Task instructions: Which lines below contain the string "every" with the same capitalization? Pull out each such line in full.

Data for processing:
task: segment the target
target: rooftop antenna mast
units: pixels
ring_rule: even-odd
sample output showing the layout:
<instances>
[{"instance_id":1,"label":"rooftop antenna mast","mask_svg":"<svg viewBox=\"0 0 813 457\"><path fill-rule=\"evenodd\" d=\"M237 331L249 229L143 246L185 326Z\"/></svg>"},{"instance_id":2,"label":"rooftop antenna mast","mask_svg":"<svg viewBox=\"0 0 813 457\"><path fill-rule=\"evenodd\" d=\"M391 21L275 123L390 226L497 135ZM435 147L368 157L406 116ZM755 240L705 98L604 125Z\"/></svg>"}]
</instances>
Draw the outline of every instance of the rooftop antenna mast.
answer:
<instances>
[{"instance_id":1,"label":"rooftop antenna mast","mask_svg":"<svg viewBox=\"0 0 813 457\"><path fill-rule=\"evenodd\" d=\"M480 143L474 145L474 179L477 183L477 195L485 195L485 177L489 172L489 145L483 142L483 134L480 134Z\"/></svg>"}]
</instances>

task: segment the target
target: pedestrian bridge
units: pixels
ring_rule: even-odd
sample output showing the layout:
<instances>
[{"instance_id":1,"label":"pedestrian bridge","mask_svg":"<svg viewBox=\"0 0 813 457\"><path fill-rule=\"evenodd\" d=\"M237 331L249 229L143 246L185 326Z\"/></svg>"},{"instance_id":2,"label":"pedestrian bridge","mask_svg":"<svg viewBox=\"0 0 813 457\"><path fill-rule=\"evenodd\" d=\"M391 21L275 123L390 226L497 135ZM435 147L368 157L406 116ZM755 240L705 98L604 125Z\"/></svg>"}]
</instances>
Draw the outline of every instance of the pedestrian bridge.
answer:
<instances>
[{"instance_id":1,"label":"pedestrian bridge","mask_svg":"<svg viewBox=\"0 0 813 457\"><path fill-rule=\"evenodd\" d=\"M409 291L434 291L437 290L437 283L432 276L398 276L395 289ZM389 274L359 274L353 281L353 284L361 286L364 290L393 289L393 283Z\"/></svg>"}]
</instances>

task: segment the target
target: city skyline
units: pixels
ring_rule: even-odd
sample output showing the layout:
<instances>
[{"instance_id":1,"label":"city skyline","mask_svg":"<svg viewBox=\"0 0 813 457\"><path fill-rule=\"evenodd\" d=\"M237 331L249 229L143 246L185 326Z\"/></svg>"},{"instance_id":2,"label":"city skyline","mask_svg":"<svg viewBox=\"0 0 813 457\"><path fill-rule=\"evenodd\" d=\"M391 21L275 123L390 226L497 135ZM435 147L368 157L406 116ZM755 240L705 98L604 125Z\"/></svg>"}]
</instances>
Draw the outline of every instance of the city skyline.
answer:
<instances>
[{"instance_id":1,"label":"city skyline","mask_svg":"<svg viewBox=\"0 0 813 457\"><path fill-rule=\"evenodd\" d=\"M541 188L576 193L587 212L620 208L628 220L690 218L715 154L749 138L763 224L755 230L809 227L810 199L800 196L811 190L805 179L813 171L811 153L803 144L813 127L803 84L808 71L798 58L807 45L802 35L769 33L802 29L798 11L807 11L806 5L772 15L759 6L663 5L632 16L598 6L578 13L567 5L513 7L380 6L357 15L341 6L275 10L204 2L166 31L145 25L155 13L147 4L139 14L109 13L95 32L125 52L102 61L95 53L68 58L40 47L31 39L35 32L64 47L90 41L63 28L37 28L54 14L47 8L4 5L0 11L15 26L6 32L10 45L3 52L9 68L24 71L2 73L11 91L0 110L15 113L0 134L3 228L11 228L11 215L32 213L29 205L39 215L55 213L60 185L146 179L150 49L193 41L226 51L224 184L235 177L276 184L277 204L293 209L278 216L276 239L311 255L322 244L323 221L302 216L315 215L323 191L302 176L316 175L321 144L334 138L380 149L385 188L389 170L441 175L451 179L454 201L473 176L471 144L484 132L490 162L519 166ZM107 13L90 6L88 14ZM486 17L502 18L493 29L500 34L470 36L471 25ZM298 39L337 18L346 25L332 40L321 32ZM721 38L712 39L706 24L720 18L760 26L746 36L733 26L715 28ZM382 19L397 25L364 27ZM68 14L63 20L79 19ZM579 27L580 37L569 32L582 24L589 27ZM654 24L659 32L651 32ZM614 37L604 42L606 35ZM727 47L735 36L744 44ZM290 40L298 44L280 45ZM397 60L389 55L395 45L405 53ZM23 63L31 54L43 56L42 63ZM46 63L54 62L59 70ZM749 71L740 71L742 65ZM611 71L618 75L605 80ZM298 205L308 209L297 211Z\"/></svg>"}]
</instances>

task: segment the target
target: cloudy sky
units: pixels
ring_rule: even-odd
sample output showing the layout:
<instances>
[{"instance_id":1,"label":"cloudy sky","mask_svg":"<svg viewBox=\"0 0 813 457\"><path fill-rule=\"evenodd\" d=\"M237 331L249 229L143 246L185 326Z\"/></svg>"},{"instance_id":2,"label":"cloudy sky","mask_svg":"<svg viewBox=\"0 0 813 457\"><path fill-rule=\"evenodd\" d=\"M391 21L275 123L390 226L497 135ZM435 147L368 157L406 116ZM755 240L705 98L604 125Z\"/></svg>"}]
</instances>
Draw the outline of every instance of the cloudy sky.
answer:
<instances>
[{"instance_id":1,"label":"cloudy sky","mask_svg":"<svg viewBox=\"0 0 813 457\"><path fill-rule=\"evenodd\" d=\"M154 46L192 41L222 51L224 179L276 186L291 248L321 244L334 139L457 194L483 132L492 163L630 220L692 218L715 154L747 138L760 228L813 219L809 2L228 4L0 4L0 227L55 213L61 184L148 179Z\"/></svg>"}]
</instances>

Solution below:
Draw the outline of every instance of the rooftop antenna mast.
Draw the outline of every instance of the pedestrian bridge.
Draw the outline of every instance of the city skyline.
Draw the outline of every instance of the cloudy sky.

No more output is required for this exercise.